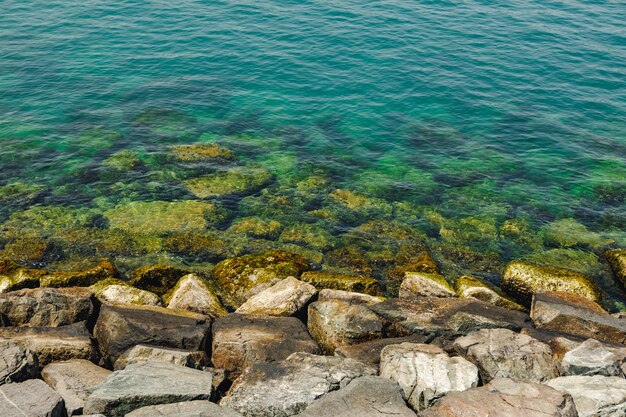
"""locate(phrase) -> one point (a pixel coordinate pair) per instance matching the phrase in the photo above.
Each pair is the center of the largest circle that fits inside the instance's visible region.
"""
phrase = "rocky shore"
(267, 336)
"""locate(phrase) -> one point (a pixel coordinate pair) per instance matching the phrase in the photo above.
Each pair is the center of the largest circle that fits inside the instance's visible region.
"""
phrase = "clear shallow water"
(479, 113)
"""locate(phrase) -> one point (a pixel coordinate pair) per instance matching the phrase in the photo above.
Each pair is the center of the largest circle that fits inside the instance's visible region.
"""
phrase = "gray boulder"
(52, 344)
(286, 388)
(45, 306)
(338, 323)
(501, 353)
(594, 358)
(72, 379)
(32, 398)
(505, 398)
(594, 396)
(16, 363)
(147, 384)
(425, 372)
(240, 341)
(369, 396)
(121, 327)
(185, 409)
(143, 353)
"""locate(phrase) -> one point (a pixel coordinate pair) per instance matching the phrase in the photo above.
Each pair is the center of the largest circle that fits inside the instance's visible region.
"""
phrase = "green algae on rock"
(164, 216)
(333, 281)
(158, 279)
(239, 275)
(469, 286)
(239, 180)
(523, 279)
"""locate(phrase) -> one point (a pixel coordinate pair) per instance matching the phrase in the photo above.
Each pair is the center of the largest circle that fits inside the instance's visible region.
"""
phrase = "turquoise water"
(459, 116)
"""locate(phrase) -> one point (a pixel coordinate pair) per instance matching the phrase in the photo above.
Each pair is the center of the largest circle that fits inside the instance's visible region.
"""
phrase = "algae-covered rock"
(257, 227)
(309, 235)
(158, 279)
(240, 180)
(239, 275)
(617, 260)
(200, 152)
(569, 232)
(103, 270)
(333, 281)
(164, 216)
(523, 279)
(469, 286)
(416, 284)
(115, 291)
(192, 293)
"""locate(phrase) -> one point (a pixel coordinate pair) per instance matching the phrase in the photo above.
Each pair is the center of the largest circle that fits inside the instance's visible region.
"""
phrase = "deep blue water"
(470, 109)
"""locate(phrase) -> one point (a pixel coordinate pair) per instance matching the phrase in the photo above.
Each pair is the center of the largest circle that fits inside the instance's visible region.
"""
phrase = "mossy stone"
(164, 216)
(333, 281)
(240, 180)
(523, 279)
(158, 279)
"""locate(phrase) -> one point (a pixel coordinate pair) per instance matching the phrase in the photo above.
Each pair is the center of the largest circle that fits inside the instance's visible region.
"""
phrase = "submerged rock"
(286, 388)
(147, 384)
(594, 395)
(240, 180)
(115, 291)
(239, 275)
(505, 397)
(501, 353)
(240, 341)
(334, 281)
(468, 286)
(285, 298)
(522, 280)
(337, 323)
(417, 284)
(32, 398)
(45, 307)
(72, 380)
(425, 372)
(191, 293)
(365, 396)
(164, 216)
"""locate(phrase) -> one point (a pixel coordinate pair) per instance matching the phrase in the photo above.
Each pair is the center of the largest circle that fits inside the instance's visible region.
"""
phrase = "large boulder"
(147, 384)
(191, 293)
(419, 284)
(239, 276)
(142, 354)
(594, 358)
(575, 315)
(72, 380)
(501, 353)
(32, 398)
(120, 327)
(505, 398)
(286, 388)
(17, 363)
(594, 395)
(523, 279)
(240, 341)
(285, 298)
(185, 409)
(115, 291)
(52, 344)
(425, 372)
(45, 306)
(468, 286)
(369, 396)
(445, 319)
(353, 283)
(338, 323)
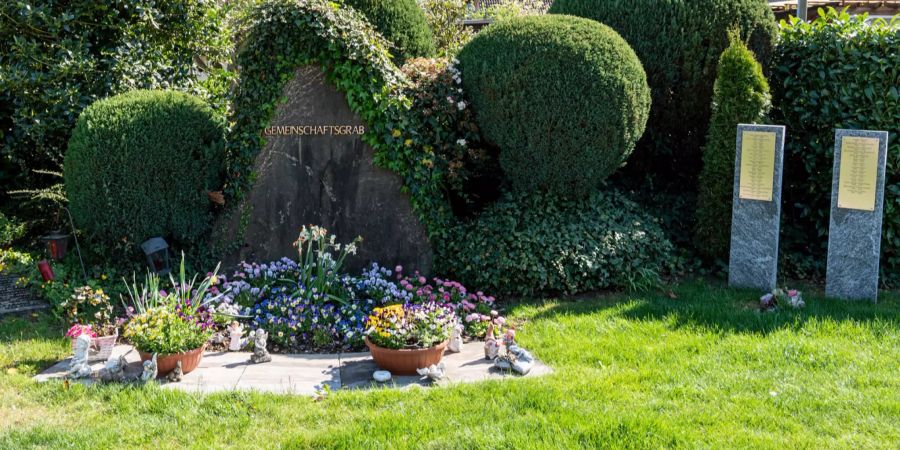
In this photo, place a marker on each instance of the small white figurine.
(260, 354)
(236, 334)
(176, 374)
(455, 345)
(150, 370)
(434, 371)
(79, 367)
(381, 376)
(114, 370)
(491, 346)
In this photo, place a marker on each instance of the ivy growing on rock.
(287, 34)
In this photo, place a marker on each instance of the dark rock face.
(326, 176)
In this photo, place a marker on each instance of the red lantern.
(46, 270)
(57, 244)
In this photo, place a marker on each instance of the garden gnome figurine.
(79, 367)
(150, 370)
(114, 370)
(434, 371)
(523, 361)
(491, 346)
(236, 334)
(260, 354)
(175, 375)
(455, 345)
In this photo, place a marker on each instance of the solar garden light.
(57, 244)
(157, 251)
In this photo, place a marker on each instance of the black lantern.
(157, 251)
(57, 244)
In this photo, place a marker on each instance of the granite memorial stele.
(315, 169)
(857, 202)
(756, 207)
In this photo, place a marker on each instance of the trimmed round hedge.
(140, 164)
(564, 98)
(402, 22)
(530, 244)
(679, 43)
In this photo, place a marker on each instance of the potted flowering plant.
(406, 337)
(174, 325)
(90, 312)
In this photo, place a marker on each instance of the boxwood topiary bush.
(741, 96)
(140, 165)
(837, 72)
(526, 244)
(402, 22)
(679, 43)
(564, 98)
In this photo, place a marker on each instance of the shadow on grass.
(715, 307)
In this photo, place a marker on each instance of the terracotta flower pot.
(101, 347)
(406, 361)
(166, 363)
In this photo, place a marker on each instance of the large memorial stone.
(756, 207)
(316, 170)
(857, 201)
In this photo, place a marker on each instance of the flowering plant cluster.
(77, 330)
(88, 306)
(300, 312)
(778, 296)
(411, 325)
(448, 123)
(173, 321)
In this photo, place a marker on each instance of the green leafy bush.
(141, 164)
(59, 57)
(530, 244)
(445, 18)
(837, 72)
(564, 98)
(679, 43)
(447, 123)
(741, 95)
(402, 22)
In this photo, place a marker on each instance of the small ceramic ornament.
(79, 367)
(236, 336)
(381, 376)
(435, 371)
(175, 375)
(114, 370)
(523, 360)
(150, 370)
(260, 353)
(491, 346)
(455, 345)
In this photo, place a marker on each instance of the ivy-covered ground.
(704, 369)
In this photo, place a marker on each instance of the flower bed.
(311, 305)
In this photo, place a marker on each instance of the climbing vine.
(287, 34)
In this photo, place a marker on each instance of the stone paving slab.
(303, 374)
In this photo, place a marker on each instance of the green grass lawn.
(636, 371)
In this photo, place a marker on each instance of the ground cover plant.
(837, 72)
(679, 43)
(705, 369)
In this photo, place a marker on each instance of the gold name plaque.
(859, 173)
(757, 165)
(314, 130)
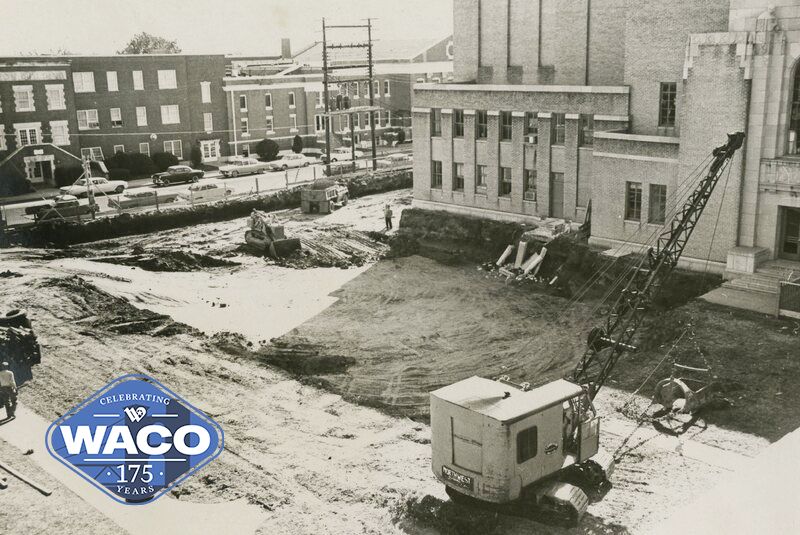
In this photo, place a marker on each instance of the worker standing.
(387, 216)
(8, 390)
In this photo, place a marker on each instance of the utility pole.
(327, 100)
(371, 92)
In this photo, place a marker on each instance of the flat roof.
(486, 397)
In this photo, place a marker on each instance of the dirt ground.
(382, 335)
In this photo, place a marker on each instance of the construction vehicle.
(323, 197)
(18, 345)
(537, 450)
(266, 235)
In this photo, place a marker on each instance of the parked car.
(243, 166)
(206, 191)
(61, 207)
(177, 174)
(345, 153)
(396, 159)
(142, 197)
(316, 154)
(97, 184)
(290, 160)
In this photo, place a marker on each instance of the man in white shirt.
(8, 390)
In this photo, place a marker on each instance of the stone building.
(556, 103)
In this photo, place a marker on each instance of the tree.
(297, 144)
(267, 149)
(144, 43)
(196, 155)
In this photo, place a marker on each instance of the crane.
(518, 448)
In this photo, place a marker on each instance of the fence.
(789, 299)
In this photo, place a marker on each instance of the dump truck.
(266, 235)
(323, 197)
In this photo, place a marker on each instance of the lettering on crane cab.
(134, 439)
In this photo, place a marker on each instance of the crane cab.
(491, 439)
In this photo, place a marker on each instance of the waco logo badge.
(135, 439)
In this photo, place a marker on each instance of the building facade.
(556, 104)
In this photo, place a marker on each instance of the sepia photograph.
(411, 267)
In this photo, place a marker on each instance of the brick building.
(55, 110)
(279, 98)
(557, 103)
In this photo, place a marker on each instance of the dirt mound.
(166, 260)
(304, 358)
(419, 512)
(104, 311)
(332, 246)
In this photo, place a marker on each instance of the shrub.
(68, 174)
(164, 160)
(297, 144)
(13, 182)
(267, 149)
(118, 173)
(141, 165)
(196, 155)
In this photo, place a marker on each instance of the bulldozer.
(266, 235)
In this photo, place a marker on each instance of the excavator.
(526, 450)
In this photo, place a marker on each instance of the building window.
(458, 176)
(174, 147)
(55, 97)
(167, 79)
(633, 201)
(88, 120)
(60, 133)
(436, 122)
(141, 116)
(505, 126)
(138, 81)
(657, 212)
(666, 104)
(481, 124)
(481, 175)
(83, 82)
(559, 128)
(170, 114)
(531, 127)
(27, 136)
(436, 174)
(529, 184)
(92, 153)
(23, 98)
(116, 117)
(587, 130)
(504, 184)
(210, 150)
(527, 441)
(111, 81)
(458, 123)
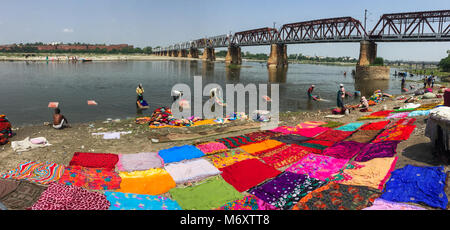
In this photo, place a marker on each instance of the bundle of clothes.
(5, 129)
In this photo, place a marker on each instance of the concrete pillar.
(367, 53)
(208, 54)
(278, 56)
(233, 55)
(193, 53)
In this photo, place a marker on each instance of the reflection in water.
(277, 75)
(233, 73)
(368, 86)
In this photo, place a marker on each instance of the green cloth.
(332, 124)
(210, 194)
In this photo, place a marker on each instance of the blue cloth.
(131, 201)
(350, 126)
(180, 153)
(417, 184)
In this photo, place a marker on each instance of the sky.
(161, 23)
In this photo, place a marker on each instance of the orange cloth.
(152, 182)
(256, 148)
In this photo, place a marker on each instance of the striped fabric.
(42, 173)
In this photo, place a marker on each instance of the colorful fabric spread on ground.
(363, 136)
(377, 150)
(90, 178)
(249, 202)
(212, 147)
(373, 173)
(395, 133)
(150, 182)
(62, 197)
(230, 157)
(180, 153)
(377, 115)
(234, 142)
(335, 196)
(131, 201)
(318, 166)
(350, 126)
(209, 194)
(262, 135)
(248, 173)
(261, 147)
(333, 135)
(95, 160)
(285, 156)
(311, 132)
(380, 204)
(343, 150)
(375, 125)
(291, 139)
(16, 195)
(416, 185)
(139, 161)
(42, 173)
(191, 170)
(286, 190)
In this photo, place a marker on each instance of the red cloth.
(246, 174)
(375, 125)
(95, 160)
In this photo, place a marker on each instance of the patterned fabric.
(23, 196)
(262, 147)
(180, 153)
(130, 201)
(62, 197)
(417, 185)
(396, 133)
(91, 178)
(262, 135)
(42, 173)
(249, 202)
(212, 147)
(318, 166)
(286, 156)
(150, 182)
(246, 174)
(286, 190)
(209, 194)
(344, 149)
(230, 157)
(377, 150)
(333, 135)
(234, 142)
(95, 160)
(337, 197)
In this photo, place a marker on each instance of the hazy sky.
(152, 23)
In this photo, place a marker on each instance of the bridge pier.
(364, 68)
(278, 56)
(208, 54)
(193, 53)
(233, 55)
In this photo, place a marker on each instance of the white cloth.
(28, 144)
(192, 170)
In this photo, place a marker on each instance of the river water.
(27, 88)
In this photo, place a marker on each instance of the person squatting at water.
(59, 121)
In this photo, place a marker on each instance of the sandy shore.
(415, 151)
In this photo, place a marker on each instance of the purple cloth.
(286, 190)
(344, 149)
(377, 150)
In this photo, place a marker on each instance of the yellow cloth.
(372, 174)
(152, 182)
(261, 146)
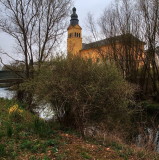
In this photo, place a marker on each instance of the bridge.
(11, 77)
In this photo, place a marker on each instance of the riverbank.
(25, 136)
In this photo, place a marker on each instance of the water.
(5, 93)
(43, 110)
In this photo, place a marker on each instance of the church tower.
(74, 40)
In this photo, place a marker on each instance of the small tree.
(82, 93)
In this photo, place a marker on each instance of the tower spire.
(74, 18)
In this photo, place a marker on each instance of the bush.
(83, 92)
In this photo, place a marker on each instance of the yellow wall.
(112, 50)
(74, 40)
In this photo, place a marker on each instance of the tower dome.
(74, 18)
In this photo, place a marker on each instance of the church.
(124, 48)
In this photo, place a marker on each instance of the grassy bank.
(24, 136)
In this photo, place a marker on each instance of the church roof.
(124, 38)
(74, 18)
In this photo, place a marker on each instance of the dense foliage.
(82, 93)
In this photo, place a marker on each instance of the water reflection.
(43, 110)
(5, 93)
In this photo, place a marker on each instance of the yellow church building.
(124, 48)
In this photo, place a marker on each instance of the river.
(44, 110)
(5, 93)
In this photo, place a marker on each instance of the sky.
(83, 7)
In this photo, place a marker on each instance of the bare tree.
(35, 25)
(149, 10)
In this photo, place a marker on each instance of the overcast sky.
(83, 7)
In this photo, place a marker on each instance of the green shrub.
(83, 92)
(2, 150)
(42, 128)
(9, 129)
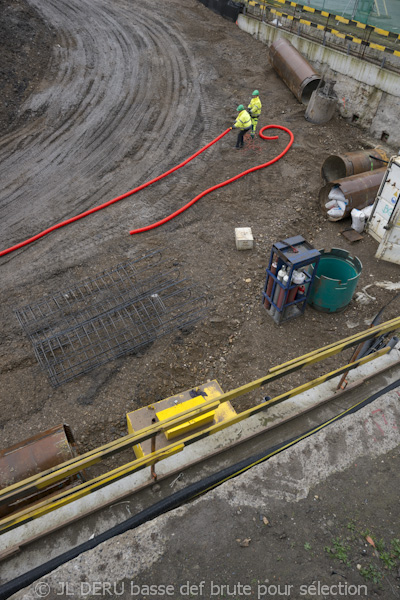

DIRECTIONS FOR THIS TASK
Can you edit the data, from the line containing "of the river." through the end of the data, so that "bare tree" becomes "leafless tree" and nothing else changes? Leave the pictures out of your answer.

FINAL RESULT
In this photo, place a marker on each instance of the river.
(44, 110)
(5, 93)
In this photo, place a marker on each instance of the sky.
(83, 7)
In this photo, place a marker on each instance of the leafless tree.
(35, 25)
(149, 10)
In this photo, place a marker on each instance of the overcast sky.
(83, 7)
In this photo, place a marker on each instance of the green shrub.
(83, 92)
(2, 150)
(42, 128)
(9, 129)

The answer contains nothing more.